Written task
Collect every line in the rows below that contains the word "fence", and list each line in full.

Data to use
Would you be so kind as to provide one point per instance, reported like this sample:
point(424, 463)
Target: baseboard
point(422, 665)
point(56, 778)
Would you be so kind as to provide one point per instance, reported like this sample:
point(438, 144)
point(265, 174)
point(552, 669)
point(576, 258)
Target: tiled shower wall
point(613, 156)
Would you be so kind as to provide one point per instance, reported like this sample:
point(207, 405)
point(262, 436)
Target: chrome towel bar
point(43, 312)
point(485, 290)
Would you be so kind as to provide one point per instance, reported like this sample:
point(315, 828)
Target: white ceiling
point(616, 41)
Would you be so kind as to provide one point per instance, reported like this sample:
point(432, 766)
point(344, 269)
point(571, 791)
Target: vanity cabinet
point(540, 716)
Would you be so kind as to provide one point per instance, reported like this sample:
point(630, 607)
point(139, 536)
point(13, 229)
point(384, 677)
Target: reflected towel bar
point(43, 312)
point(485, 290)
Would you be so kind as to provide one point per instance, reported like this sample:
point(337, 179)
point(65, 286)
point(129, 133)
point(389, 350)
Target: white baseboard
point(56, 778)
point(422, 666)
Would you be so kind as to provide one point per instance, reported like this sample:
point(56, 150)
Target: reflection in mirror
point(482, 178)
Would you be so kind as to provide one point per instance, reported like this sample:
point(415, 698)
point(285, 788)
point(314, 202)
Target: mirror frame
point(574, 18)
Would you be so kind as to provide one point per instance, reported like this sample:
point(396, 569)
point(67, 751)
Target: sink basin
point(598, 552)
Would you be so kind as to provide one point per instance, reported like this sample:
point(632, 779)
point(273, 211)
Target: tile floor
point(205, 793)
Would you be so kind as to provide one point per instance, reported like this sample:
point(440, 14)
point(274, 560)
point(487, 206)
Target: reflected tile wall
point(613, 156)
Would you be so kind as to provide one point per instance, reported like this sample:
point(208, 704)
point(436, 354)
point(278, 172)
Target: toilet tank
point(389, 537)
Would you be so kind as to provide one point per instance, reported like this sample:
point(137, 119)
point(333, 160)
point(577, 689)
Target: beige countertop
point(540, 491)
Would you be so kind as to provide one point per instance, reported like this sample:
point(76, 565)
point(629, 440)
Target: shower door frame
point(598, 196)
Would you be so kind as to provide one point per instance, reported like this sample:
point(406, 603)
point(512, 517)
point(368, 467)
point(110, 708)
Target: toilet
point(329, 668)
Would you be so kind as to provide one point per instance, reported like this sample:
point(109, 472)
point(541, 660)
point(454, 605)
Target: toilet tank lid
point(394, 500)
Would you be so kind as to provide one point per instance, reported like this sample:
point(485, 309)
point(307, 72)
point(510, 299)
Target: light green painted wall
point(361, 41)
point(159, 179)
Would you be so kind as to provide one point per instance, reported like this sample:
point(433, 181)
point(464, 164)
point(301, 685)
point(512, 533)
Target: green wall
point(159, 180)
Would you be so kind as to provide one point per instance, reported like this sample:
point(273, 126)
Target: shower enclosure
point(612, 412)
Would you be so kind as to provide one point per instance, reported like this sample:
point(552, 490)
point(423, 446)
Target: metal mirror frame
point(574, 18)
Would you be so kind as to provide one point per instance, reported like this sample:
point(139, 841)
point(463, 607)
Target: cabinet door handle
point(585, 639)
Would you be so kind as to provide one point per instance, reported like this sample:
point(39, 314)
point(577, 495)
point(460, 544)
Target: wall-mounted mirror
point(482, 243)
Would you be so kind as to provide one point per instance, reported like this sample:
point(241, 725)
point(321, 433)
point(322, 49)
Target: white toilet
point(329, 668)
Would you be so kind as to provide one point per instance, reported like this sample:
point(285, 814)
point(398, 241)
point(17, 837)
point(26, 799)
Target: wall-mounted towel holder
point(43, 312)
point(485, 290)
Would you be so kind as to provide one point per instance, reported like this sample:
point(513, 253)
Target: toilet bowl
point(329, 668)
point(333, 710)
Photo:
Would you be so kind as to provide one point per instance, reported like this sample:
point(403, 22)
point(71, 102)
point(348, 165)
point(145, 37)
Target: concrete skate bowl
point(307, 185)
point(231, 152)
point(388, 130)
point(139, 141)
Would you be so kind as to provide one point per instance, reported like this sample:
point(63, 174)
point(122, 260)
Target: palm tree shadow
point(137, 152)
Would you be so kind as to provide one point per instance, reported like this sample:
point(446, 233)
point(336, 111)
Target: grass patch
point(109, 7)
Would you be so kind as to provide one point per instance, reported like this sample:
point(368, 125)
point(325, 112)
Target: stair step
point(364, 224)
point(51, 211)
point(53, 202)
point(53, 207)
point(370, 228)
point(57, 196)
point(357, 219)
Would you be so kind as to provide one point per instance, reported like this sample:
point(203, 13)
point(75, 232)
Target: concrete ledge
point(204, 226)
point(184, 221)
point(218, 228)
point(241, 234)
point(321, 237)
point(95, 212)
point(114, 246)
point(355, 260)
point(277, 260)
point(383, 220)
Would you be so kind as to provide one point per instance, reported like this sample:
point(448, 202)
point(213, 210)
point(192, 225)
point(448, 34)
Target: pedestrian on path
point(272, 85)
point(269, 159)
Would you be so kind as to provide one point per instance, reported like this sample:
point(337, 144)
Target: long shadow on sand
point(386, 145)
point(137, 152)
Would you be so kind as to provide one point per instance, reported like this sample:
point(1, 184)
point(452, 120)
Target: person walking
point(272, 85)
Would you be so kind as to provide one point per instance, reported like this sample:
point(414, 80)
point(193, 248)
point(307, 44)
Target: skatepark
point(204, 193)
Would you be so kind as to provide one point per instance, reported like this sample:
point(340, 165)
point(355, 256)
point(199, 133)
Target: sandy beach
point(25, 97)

* * *

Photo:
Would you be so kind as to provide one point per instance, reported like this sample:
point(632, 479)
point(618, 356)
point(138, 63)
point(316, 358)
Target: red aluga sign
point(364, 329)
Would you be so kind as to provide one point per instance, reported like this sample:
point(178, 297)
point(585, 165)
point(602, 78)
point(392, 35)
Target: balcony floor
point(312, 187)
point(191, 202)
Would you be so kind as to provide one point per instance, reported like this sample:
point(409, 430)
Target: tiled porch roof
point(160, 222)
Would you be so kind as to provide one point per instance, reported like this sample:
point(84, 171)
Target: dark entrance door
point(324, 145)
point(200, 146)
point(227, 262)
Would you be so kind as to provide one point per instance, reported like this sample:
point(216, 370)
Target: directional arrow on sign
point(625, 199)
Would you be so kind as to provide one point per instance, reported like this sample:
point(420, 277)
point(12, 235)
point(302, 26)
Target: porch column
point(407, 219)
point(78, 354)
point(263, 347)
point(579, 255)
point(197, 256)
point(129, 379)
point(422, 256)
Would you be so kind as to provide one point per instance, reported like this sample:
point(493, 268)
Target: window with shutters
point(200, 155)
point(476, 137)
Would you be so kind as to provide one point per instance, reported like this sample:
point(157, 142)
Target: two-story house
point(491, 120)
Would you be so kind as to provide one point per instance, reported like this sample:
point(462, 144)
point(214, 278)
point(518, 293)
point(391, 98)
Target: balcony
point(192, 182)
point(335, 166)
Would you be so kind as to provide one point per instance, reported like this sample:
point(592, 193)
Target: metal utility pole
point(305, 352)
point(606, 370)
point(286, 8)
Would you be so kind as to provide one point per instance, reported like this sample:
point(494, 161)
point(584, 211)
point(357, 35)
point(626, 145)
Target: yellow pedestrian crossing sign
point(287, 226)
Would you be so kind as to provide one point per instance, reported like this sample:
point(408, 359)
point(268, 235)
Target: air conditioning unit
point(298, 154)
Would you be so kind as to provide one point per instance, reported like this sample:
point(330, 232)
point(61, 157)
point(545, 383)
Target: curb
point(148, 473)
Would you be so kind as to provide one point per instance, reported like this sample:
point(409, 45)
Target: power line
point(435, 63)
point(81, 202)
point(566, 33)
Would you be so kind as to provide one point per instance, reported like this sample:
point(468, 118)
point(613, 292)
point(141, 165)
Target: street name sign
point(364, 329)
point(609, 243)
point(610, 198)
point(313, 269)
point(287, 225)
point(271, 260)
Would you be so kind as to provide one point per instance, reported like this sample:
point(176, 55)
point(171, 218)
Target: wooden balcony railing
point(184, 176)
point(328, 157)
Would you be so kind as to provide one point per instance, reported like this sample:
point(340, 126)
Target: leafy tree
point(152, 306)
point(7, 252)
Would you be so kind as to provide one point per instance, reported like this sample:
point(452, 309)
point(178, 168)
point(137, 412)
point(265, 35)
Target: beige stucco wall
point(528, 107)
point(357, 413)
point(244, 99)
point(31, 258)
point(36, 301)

---

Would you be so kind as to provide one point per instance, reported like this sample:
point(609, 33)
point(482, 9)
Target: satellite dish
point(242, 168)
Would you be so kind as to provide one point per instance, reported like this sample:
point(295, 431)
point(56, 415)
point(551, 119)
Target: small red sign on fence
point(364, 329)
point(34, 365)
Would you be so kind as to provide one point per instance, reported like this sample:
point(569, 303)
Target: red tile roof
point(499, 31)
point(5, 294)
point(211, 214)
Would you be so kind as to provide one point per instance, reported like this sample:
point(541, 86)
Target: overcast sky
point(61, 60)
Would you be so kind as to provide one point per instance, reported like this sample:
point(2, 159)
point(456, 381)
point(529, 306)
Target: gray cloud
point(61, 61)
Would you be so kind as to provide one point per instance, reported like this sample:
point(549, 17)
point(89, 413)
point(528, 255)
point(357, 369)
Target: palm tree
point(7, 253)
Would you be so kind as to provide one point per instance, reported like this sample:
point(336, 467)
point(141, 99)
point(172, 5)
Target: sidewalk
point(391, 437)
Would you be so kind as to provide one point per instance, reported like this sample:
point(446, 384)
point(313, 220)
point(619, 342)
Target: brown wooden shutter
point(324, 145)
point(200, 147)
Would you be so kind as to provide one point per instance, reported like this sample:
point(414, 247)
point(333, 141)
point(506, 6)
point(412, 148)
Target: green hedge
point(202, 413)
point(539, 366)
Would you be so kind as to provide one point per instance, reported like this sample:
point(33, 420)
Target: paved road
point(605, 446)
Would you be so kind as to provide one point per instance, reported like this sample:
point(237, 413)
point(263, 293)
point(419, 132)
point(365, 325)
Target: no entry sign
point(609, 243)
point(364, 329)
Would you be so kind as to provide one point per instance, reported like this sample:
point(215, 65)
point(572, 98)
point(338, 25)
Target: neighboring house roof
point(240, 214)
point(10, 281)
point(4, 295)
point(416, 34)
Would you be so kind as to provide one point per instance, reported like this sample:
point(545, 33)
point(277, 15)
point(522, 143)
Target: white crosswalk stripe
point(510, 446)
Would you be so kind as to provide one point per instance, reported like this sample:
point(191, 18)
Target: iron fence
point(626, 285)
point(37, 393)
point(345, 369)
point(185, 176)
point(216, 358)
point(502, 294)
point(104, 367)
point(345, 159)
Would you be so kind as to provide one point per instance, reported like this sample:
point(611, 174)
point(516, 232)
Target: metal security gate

Result for this task
Target: small red sign on fence
Target: iron fence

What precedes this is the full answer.